[Named object pointing data]

● ● ● ● ● ● ●

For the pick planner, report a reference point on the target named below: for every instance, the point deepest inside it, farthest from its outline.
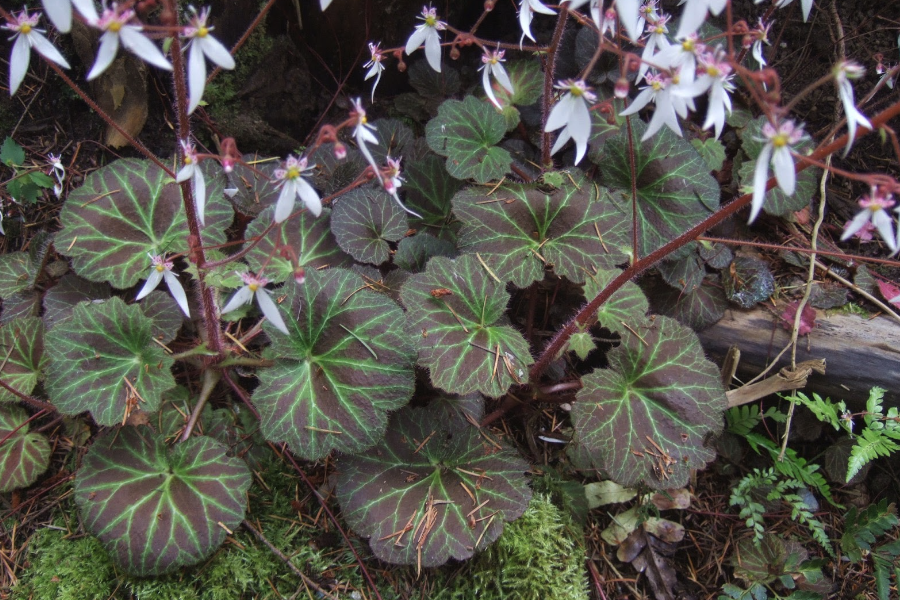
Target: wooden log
(859, 353)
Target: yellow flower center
(780, 140)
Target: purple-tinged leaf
(646, 418)
(23, 455)
(345, 364)
(435, 488)
(103, 360)
(156, 508)
(519, 231)
(455, 313)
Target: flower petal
(151, 284)
(18, 63)
(140, 45)
(177, 292)
(270, 310)
(240, 298)
(109, 45)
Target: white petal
(200, 195)
(216, 52)
(885, 226)
(285, 204)
(416, 39)
(196, 75)
(109, 45)
(60, 14)
(562, 110)
(486, 82)
(18, 63)
(760, 178)
(270, 310)
(87, 10)
(433, 49)
(47, 50)
(177, 292)
(240, 298)
(783, 164)
(149, 285)
(309, 196)
(859, 221)
(136, 42)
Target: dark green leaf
(646, 418)
(346, 363)
(69, 291)
(748, 281)
(429, 190)
(674, 188)
(22, 359)
(432, 490)
(156, 509)
(95, 351)
(776, 202)
(414, 252)
(307, 237)
(364, 220)
(467, 133)
(456, 315)
(518, 230)
(126, 210)
(23, 455)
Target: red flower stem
(559, 340)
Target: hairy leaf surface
(155, 508)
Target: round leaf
(436, 488)
(309, 238)
(646, 418)
(674, 188)
(103, 359)
(467, 133)
(455, 312)
(518, 230)
(23, 455)
(364, 221)
(22, 358)
(124, 211)
(156, 509)
(345, 364)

● ● ● ● ● ● ●

-- Brief --
Please add 58 to every coordinate number in the answers and write out again all lines from the one containing "Target: white petal" through the end of the data, leaving the other lines as they stand.

-- Completed task --
Target: white petal
(258, 253)
(274, 110)
(943, 284)
(343, 262)
(474, 97)
(254, 133)
(167, 103)
(118, 72)
(620, 168)
(544, 140)
(76, 121)
(818, 236)
(328, 368)
(145, 68)
(491, 107)
(105, 108)
(235, 350)
(298, 356)
(841, 222)
(207, 343)
(367, 254)
(917, 279)
(194, 100)
Target: dark green leaf
(704, 476)
(404, 421)
(127, 349)
(806, 339)
(487, 248)
(732, 246)
(80, 417)
(490, 548)
(214, 567)
(153, 409)
(834, 260)
(472, 310)
(365, 295)
(422, 278)
(525, 191)
(514, 373)
(576, 288)
(184, 268)
(81, 513)
Target: red flower stem
(617, 398)
Target: hairy leaf surface
(213, 566)
Target: round leaf
(494, 546)
(367, 296)
(704, 476)
(732, 246)
(161, 417)
(525, 191)
(513, 370)
(576, 288)
(81, 513)
(422, 279)
(80, 416)
(182, 269)
(214, 567)
(403, 422)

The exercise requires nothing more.